Tijdschrift voor Evidence-Based Medicine
Farmacotherapie voor volwassenen met problematisch alcoholgebruik in de ambulante zorg
Achtergrond
Vanaf een alcoholconsumptie van meer dan 14 of 21 glazen per week spreken we respectievelijk voor vrouwen en mannen van problematisch alcoholgebruik (1). Dit gebruik gaat gepaard met een toename van sociale, psychologische en lichamelijke aandoeningen, alsook met een hogere mortaliteit (2). Occasioneel problematisch alcoholgebruik kan via langdurig problematisch alcoholgebruik evolueren naar alcoholafhankelijkheid (3). Naar schatting is minder dan een derde van de patiënten met een alcoholprobleem in behandeling en daarvan krijgt een kleine minderheid farmacotherapie (4,5).

Opgeslagen gegevens »
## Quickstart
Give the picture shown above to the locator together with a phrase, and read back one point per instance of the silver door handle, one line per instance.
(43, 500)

Opdrachten »
a. Schrijf uit de tekst over problematisch alcoholgebruik het stuk over dat begint bij de woorden "Tijdschrift voor Evidence-Based" en stopt na "minderheid farmacotherapie (4,5).".
b. Noem alle soorten aandoeningen die volgens de tekst over problematisch alcoholgebruik toenemen bij dit gebruik.

Antwoorden per opdracht »
a.
Tijdschrift voor Evidence-Based Medicine
Farmacotherapie voor volwassenen met problematisch alcoholgebruik in de ambulante zorg
Achtergrond
Vanaf een alcoholconsumptie van meer dan 14 of 21 glazen per week spreken we respectievelijk voor vrouwen en mannen van problematisch alcoholgebruik (1). Dit gebruik gaat gepaard met een toename van sociale, psychologische en lichamelijke aandoeningen, alsook met een hogere mortaliteit (2). Occasioneel problematisch alcoholgebruik kan via langdurig problematisch alcoholgebruik evolueren naar alcoholafhankelijkheid (3). Naar schatting is minder dan een derde van de patiënten met een alcoholprobleem in behandeling en daarvan krijgt een kleine minderheid farmacotherapie (4,5).

b. sociale aandoeningen, psychologische aandoeningen, lichamelijke aandoeningen